▶ _Your task_: Reproduce word for word the part of the account of David Bradley's pig project from "About 10 years" to "stem poverty there.".

About 10 years ago, David Bradley visited a small village in the Philippines. Bradley spent time in Manila as a Fulbright scholar years earlier and long had wanted to do something to help stem poverty there.
He had returned to the Philippines with an idea. A friend had told him about a self-sustaining form of agriculture that involved using pigs to produce fertilizer for rice. The "cycle of life" method, Bradley was told, yielded more swine and rice. So he chose to test the proposition and bought some farmers 100 pigs.
A year later, he returned to see how the experiment was going. "There wasn't a pig anywhere," Bradley said.
When Bradley inquired about the fate of his investment, his host replied, "Oh, very delicious. . . . Would you be giving us more pigs?"
"It was clear that the experiment had imploded on itself," Bradley said.
Over the past 20 years, Bradley has made hundreds of millions of dollars in the corporate consulting business, gathering and disseminating industry "best practices" to companies. But, Bradley said, he has had less success in the giving arena, calling the pig incident "one in a string of failed philanthropic efforts."

▶ _Entries supplied_:
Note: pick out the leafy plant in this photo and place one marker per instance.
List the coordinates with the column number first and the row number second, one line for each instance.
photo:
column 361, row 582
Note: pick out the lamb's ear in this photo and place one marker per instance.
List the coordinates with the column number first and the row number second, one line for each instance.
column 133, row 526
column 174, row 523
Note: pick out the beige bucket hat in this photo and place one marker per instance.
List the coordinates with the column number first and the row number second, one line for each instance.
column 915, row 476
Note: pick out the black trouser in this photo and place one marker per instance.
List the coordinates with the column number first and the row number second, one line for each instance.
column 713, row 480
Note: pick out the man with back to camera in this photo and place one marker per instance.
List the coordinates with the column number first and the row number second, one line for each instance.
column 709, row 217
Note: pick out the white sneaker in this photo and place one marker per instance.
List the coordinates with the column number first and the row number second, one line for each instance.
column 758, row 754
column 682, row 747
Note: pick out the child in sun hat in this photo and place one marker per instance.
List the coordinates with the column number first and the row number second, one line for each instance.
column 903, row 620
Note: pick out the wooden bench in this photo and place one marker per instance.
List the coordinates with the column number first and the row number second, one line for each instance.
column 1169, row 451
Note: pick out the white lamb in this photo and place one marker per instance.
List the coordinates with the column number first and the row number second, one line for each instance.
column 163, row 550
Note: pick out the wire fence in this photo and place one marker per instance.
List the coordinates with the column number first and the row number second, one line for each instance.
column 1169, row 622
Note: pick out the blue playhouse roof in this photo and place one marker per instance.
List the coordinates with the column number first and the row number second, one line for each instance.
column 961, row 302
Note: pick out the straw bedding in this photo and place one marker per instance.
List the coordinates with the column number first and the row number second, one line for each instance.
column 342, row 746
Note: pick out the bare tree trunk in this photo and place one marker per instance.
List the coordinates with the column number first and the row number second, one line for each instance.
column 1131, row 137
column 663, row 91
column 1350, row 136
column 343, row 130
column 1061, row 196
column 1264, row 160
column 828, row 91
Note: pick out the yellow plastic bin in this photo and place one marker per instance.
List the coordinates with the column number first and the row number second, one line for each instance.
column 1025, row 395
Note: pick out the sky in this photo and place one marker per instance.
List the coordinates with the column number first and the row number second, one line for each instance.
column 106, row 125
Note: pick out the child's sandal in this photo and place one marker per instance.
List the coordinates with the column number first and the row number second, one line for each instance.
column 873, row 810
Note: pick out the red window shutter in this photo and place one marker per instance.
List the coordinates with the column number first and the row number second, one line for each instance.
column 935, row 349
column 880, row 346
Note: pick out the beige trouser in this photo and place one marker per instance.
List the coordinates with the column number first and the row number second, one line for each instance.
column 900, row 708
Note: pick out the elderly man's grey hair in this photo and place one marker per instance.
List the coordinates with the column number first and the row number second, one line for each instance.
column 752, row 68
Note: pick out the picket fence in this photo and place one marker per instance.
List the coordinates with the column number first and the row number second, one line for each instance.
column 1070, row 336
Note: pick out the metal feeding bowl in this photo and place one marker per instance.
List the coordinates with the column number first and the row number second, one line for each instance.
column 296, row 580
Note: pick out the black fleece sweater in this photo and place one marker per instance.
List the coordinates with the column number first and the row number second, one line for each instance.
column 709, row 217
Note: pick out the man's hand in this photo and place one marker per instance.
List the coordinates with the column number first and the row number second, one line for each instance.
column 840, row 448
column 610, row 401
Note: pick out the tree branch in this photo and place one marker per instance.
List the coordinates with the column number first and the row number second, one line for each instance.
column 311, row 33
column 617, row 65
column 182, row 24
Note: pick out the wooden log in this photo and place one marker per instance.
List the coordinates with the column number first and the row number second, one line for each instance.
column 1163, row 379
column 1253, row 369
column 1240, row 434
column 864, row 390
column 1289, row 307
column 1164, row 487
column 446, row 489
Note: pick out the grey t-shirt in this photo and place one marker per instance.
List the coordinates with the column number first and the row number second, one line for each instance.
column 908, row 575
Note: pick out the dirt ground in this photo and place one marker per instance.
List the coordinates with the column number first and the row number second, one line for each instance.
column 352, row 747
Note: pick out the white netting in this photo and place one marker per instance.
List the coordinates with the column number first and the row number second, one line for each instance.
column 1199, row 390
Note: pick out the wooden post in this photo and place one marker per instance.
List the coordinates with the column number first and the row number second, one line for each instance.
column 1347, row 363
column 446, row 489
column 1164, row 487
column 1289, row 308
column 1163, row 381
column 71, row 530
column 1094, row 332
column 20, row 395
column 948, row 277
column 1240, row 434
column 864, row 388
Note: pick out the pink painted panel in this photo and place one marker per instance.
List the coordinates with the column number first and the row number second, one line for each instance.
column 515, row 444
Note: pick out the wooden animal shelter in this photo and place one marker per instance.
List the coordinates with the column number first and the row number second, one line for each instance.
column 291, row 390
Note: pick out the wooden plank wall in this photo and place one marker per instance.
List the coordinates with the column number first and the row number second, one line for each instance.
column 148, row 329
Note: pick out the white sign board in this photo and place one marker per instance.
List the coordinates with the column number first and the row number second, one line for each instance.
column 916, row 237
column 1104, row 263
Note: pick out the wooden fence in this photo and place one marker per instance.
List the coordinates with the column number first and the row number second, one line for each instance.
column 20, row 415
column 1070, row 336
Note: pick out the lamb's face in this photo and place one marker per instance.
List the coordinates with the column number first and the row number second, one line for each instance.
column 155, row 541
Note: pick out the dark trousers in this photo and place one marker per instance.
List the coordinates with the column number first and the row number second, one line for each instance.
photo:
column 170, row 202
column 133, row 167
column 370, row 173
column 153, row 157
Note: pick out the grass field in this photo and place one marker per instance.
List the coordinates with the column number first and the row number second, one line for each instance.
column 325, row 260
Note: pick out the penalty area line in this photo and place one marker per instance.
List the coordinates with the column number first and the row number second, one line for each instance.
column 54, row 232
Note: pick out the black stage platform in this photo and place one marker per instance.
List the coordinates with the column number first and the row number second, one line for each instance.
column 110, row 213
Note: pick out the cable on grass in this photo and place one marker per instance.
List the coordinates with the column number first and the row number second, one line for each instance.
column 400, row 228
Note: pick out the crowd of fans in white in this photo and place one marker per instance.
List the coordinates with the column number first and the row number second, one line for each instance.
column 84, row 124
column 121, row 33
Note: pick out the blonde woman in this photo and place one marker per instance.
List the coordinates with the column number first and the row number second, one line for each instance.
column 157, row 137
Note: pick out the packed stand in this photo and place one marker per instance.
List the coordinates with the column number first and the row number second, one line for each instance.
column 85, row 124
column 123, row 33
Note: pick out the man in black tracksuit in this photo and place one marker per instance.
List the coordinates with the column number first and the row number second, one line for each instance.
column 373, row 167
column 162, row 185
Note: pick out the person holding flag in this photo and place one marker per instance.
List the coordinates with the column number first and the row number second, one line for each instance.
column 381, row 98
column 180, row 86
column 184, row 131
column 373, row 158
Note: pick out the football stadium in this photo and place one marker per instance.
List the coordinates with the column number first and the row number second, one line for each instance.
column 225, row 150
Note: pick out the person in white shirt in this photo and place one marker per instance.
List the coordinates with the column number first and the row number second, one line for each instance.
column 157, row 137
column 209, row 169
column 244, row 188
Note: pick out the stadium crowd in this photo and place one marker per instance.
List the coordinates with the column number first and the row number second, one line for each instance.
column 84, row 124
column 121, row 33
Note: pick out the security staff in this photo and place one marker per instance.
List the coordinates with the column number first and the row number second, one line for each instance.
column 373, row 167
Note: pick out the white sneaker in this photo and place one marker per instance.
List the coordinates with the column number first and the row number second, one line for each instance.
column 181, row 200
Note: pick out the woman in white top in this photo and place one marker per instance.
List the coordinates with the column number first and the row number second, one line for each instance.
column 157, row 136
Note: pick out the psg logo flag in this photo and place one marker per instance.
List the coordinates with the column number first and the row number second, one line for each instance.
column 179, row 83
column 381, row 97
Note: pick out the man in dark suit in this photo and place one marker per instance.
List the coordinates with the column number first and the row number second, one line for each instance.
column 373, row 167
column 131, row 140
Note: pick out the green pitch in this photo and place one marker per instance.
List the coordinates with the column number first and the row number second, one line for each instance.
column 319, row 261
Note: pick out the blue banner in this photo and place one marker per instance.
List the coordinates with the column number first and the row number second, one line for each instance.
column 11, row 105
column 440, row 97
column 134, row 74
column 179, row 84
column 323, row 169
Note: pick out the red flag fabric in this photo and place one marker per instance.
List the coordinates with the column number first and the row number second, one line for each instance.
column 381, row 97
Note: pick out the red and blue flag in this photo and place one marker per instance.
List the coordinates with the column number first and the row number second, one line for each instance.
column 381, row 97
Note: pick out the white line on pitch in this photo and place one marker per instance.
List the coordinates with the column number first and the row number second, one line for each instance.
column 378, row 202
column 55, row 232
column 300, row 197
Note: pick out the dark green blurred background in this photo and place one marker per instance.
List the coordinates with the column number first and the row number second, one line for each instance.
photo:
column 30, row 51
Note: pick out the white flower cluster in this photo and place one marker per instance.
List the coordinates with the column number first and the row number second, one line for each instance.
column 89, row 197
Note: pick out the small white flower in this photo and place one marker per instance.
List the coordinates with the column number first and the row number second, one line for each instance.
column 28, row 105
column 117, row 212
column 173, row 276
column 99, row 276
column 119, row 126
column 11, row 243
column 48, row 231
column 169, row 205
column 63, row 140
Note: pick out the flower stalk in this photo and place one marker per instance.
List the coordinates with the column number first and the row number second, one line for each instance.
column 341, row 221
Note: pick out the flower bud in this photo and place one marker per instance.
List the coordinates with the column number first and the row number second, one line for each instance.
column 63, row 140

▶ _Answer to the problem_:
About 10 years ago, David Bradley visited a small village in the Philippines. Bradley spent time in Manila as a Fulbright scholar years earlier and long had wanted to do something to help stem poverty there.